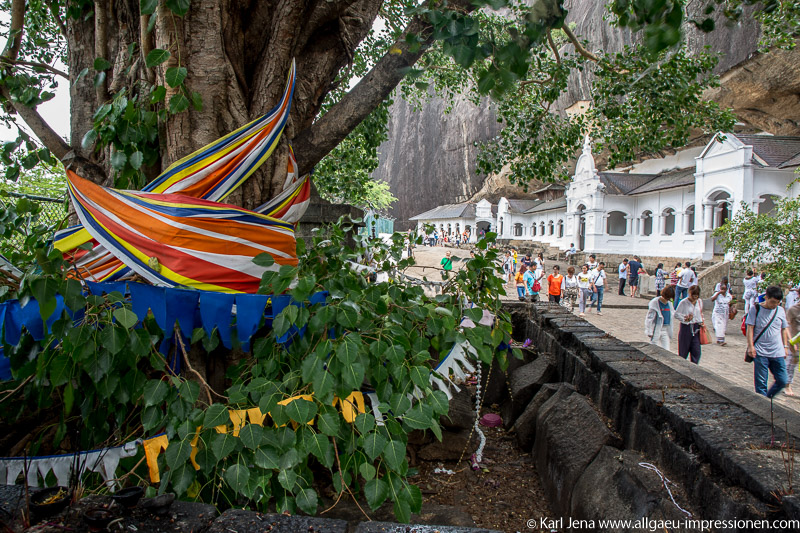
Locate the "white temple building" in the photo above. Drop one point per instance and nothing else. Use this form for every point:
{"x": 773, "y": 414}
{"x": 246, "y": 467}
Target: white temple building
{"x": 660, "y": 207}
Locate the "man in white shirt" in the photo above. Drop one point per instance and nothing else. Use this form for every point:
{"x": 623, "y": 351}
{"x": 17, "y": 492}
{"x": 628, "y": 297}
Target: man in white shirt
{"x": 598, "y": 285}
{"x": 686, "y": 279}
{"x": 622, "y": 270}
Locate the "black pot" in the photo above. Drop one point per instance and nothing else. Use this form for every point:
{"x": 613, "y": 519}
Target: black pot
{"x": 129, "y": 497}
{"x": 98, "y": 519}
{"x": 54, "y": 507}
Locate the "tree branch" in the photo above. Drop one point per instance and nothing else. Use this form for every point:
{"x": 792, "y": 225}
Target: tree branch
{"x": 316, "y": 141}
{"x": 50, "y": 139}
{"x": 15, "y": 30}
{"x": 35, "y": 64}
{"x": 578, "y": 46}
{"x": 57, "y": 17}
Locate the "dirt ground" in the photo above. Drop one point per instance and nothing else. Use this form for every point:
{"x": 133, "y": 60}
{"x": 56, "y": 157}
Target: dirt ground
{"x": 503, "y": 495}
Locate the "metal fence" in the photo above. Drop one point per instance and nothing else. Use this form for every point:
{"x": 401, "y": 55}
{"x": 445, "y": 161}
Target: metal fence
{"x": 52, "y": 211}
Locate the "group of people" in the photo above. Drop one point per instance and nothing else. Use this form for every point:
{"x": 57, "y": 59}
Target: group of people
{"x": 767, "y": 326}
{"x": 434, "y": 239}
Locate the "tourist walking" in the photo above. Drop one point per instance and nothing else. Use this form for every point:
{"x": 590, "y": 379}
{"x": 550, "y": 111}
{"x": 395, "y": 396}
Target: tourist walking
{"x": 750, "y": 283}
{"x": 569, "y": 293}
{"x": 634, "y": 269}
{"x": 719, "y": 316}
{"x": 532, "y": 285}
{"x": 520, "y": 279}
{"x": 622, "y": 271}
{"x": 584, "y": 282}
{"x": 447, "y": 265}
{"x": 793, "y": 318}
{"x": 661, "y": 278}
{"x": 768, "y": 342}
{"x": 686, "y": 279}
{"x": 598, "y": 286}
{"x": 658, "y": 322}
{"x": 690, "y": 314}
{"x": 554, "y": 284}
{"x": 507, "y": 267}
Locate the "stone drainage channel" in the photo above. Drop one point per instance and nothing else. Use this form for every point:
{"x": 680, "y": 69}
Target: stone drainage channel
{"x": 614, "y": 433}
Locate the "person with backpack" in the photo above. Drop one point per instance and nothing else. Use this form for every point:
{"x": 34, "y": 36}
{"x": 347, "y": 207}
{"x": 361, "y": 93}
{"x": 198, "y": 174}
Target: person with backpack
{"x": 447, "y": 265}
{"x": 768, "y": 342}
{"x": 520, "y": 280}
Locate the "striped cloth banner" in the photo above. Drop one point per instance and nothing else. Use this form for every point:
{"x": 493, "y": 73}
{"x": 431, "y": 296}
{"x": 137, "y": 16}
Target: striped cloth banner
{"x": 210, "y": 174}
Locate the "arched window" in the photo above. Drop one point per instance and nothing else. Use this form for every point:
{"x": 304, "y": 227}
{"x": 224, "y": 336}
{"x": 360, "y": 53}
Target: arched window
{"x": 616, "y": 223}
{"x": 647, "y": 223}
{"x": 766, "y": 204}
{"x": 689, "y": 229}
{"x": 669, "y": 221}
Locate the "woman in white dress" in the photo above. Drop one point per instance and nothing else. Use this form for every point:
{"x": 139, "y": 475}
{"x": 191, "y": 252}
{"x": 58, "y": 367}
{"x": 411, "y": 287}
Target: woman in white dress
{"x": 719, "y": 316}
{"x": 750, "y": 291}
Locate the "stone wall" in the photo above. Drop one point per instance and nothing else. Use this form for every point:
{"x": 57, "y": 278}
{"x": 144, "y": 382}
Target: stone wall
{"x": 619, "y": 406}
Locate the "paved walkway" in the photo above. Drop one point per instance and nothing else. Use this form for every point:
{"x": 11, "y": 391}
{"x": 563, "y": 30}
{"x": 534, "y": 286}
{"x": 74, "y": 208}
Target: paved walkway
{"x": 623, "y": 317}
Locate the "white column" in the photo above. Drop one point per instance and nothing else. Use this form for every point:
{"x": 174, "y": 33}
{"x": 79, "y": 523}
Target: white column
{"x": 708, "y": 215}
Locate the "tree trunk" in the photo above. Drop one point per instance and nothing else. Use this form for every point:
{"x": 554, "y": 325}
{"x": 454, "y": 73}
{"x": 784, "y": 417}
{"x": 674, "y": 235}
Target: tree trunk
{"x": 237, "y": 54}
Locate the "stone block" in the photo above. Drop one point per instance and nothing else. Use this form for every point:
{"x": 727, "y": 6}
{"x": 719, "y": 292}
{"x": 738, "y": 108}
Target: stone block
{"x": 390, "y": 527}
{"x": 524, "y": 383}
{"x": 525, "y": 426}
{"x": 629, "y": 491}
{"x": 461, "y": 414}
{"x": 252, "y": 522}
{"x": 569, "y": 434}
{"x": 454, "y": 445}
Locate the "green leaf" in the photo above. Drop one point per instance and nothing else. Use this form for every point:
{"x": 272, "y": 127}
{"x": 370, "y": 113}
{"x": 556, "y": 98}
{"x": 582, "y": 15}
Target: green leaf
{"x": 216, "y": 415}
{"x": 136, "y": 159}
{"x": 307, "y": 501}
{"x": 266, "y": 457}
{"x": 264, "y": 260}
{"x": 178, "y": 452}
{"x": 223, "y": 444}
{"x": 114, "y": 338}
{"x": 148, "y": 7}
{"x": 374, "y": 444}
{"x": 376, "y": 491}
{"x": 251, "y": 436}
{"x": 178, "y": 104}
{"x": 125, "y": 316}
{"x": 154, "y": 392}
{"x": 179, "y": 7}
{"x": 89, "y": 139}
{"x": 156, "y": 57}
{"x": 237, "y": 476}
{"x": 175, "y": 76}
{"x": 301, "y": 411}
{"x": 420, "y": 375}
{"x": 328, "y": 423}
{"x": 60, "y": 369}
{"x": 319, "y": 445}
{"x": 394, "y": 454}
{"x": 118, "y": 160}
{"x": 367, "y": 471}
{"x": 182, "y": 477}
{"x": 101, "y": 64}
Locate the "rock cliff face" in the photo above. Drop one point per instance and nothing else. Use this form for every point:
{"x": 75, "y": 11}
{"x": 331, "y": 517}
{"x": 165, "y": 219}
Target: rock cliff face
{"x": 429, "y": 158}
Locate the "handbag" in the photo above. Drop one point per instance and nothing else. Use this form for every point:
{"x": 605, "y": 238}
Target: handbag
{"x": 705, "y": 338}
{"x": 747, "y": 357}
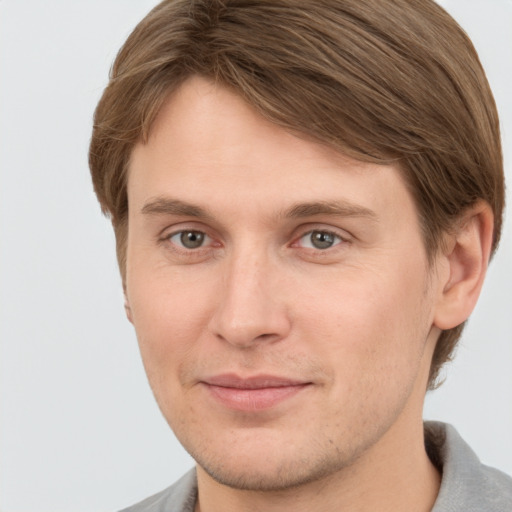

- EXERCISE OBJECTIVE -
Reproduce all entries without any change, and omit the pictures.

- TASK ANSWER -
Locate the "white temple building" in the photo above. Drop one point per instance and nothing else. Use this form for every point:
{"x": 773, "y": 414}
{"x": 246, "y": 467}
Target: white temple building
{"x": 660, "y": 207}
Locate the "man in white shirt" in the photo above. Drop one point per instance and nothing else. Use this form for every point:
{"x": 623, "y": 351}
{"x": 17, "y": 492}
{"x": 628, "y": 297}
Target: man in white shirt
{"x": 598, "y": 285}
{"x": 686, "y": 279}
{"x": 622, "y": 270}
Locate the "black pot" in the photo above. Drop one point per instance and nothing else. Use this form for every point:
{"x": 613, "y": 519}
Target: black pot
{"x": 129, "y": 497}
{"x": 98, "y": 519}
{"x": 54, "y": 507}
Locate the "tree branch" in the photo above. Drop one point per instance and nothing else. Use this form for every point:
{"x": 792, "y": 225}
Target: tree branch
{"x": 316, "y": 141}
{"x": 50, "y": 139}
{"x": 15, "y": 30}
{"x": 35, "y": 64}
{"x": 578, "y": 46}
{"x": 57, "y": 17}
Locate the "dirt ground" in the photo above. Drop one point per instance and nothing else. Use this form for every point:
{"x": 133, "y": 60}
{"x": 56, "y": 157}
Target: dirt ground
{"x": 503, "y": 495}
Locate the "metal fence" in the photo above. Drop one point per instance and nothing else. Use this form for every point:
{"x": 401, "y": 55}
{"x": 445, "y": 161}
Target: metal fence
{"x": 52, "y": 211}
Locate the "group of people" in the photo above. Drop one point per instance and nothing else. Use this form for every point:
{"x": 57, "y": 59}
Target: group of people
{"x": 767, "y": 326}
{"x": 434, "y": 239}
Locate the "tourist walking" in the photo above. Drop one point per instance and nothing else. Use this form for every point:
{"x": 590, "y": 379}
{"x": 550, "y": 111}
{"x": 395, "y": 396}
Target: tourist walking
{"x": 750, "y": 283}
{"x": 569, "y": 293}
{"x": 634, "y": 269}
{"x": 719, "y": 316}
{"x": 532, "y": 285}
{"x": 520, "y": 279}
{"x": 622, "y": 271}
{"x": 584, "y": 282}
{"x": 447, "y": 265}
{"x": 793, "y": 318}
{"x": 661, "y": 278}
{"x": 768, "y": 342}
{"x": 686, "y": 279}
{"x": 598, "y": 286}
{"x": 658, "y": 322}
{"x": 690, "y": 314}
{"x": 554, "y": 284}
{"x": 507, "y": 267}
Locate the "stone drainage channel" in the photo above. Drop one point per instance and nothing else. Use this form for every point:
{"x": 680, "y": 69}
Target: stone drainage channel
{"x": 614, "y": 433}
Locate the "person with backpack" in the photo above. Drop one point per instance and nothing else. Use this form for every point:
{"x": 34, "y": 36}
{"x": 347, "y": 207}
{"x": 361, "y": 93}
{"x": 198, "y": 174}
Target: person with backpack
{"x": 447, "y": 265}
{"x": 768, "y": 342}
{"x": 520, "y": 280}
Locate the "striped cloth banner" in the photo above. Drop one point per instance and nothing else. Use this form for every point:
{"x": 493, "y": 73}
{"x": 431, "y": 296}
{"x": 137, "y": 16}
Target: striped cloth banner
{"x": 210, "y": 174}
Locate the "arched window" in the photo above. Drop one point per instance and nothing else. Use this form for every point:
{"x": 304, "y": 227}
{"x": 224, "y": 336}
{"x": 360, "y": 53}
Target: arched window
{"x": 616, "y": 223}
{"x": 647, "y": 223}
{"x": 766, "y": 204}
{"x": 689, "y": 229}
{"x": 669, "y": 221}
Locate the "woman in white dress" in the photo above. Drop one point per instance and nothing else. Use this form for every point:
{"x": 139, "y": 475}
{"x": 191, "y": 252}
{"x": 58, "y": 367}
{"x": 411, "y": 287}
Target: woman in white dress
{"x": 719, "y": 316}
{"x": 750, "y": 291}
Locate the "stone wall" in the photo above. Drop one point per instance and nothing else. Use this form for every point:
{"x": 57, "y": 278}
{"x": 144, "y": 382}
Target: stone wall
{"x": 619, "y": 406}
Locate the "paved walkway" in the photo above. Drop one point per instance and nothing else. Use this form for every point:
{"x": 11, "y": 391}
{"x": 563, "y": 30}
{"x": 534, "y": 286}
{"x": 74, "y": 208}
Target: paved walkway
{"x": 623, "y": 317}
Locate the "white column" in the photo above. Drop one point per instance and nothing else. Use this form for every point:
{"x": 174, "y": 33}
{"x": 79, "y": 523}
Target: white column
{"x": 708, "y": 215}
Locate the "tree trunk" in the photo above. Drop one point per instance and nothing else. Use this form for every point:
{"x": 554, "y": 325}
{"x": 454, "y": 73}
{"x": 784, "y": 417}
{"x": 674, "y": 235}
Target: tree trunk
{"x": 237, "y": 54}
Locate the "stone block" in the photo above. Drop one point per instance and nothing else. Use this form for every point:
{"x": 727, "y": 6}
{"x": 719, "y": 292}
{"x": 738, "y": 108}
Target: stone block
{"x": 390, "y": 527}
{"x": 524, "y": 383}
{"x": 525, "y": 426}
{"x": 629, "y": 491}
{"x": 461, "y": 414}
{"x": 252, "y": 522}
{"x": 569, "y": 434}
{"x": 454, "y": 445}
Locate the "green leaf" in the photo above. Drop one point per instance and nothing else. Use this form for every point:
{"x": 272, "y": 127}
{"x": 370, "y": 113}
{"x": 556, "y": 98}
{"x": 582, "y": 15}
Target: green leaf
{"x": 216, "y": 415}
{"x": 136, "y": 159}
{"x": 307, "y": 501}
{"x": 266, "y": 457}
{"x": 264, "y": 260}
{"x": 178, "y": 452}
{"x": 223, "y": 444}
{"x": 114, "y": 338}
{"x": 148, "y": 7}
{"x": 374, "y": 444}
{"x": 376, "y": 491}
{"x": 251, "y": 436}
{"x": 178, "y": 104}
{"x": 125, "y": 316}
{"x": 154, "y": 392}
{"x": 179, "y": 7}
{"x": 89, "y": 139}
{"x": 156, "y": 57}
{"x": 237, "y": 476}
{"x": 175, "y": 76}
{"x": 301, "y": 411}
{"x": 420, "y": 375}
{"x": 328, "y": 423}
{"x": 60, "y": 369}
{"x": 319, "y": 445}
{"x": 394, "y": 454}
{"x": 118, "y": 160}
{"x": 367, "y": 471}
{"x": 182, "y": 477}
{"x": 101, "y": 64}
Locate the "rock cliff face" in the photo above. Drop one point per instance and nothing else. Use this form for every point:
{"x": 75, "y": 11}
{"x": 331, "y": 517}
{"x": 165, "y": 219}
Target: rock cliff face
{"x": 429, "y": 158}
Locate the "handbag" in the photo above. Drop one point per instance and nothing else. Use this form for every point:
{"x": 605, "y": 238}
Target: handbag
{"x": 705, "y": 338}
{"x": 747, "y": 357}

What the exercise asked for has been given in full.